**WHAT TO PRODUCE:** Give the records again, word for word.
┌──
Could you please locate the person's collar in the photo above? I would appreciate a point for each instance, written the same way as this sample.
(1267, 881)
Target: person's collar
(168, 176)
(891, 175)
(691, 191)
└──
**FINISHED TASK:**
Could you please locate the person's collar in the photo above? I would appreciate a point for each instance, written the same way as this sample.
(1267, 881)
Target: person's collar
(168, 176)
(891, 175)
(691, 191)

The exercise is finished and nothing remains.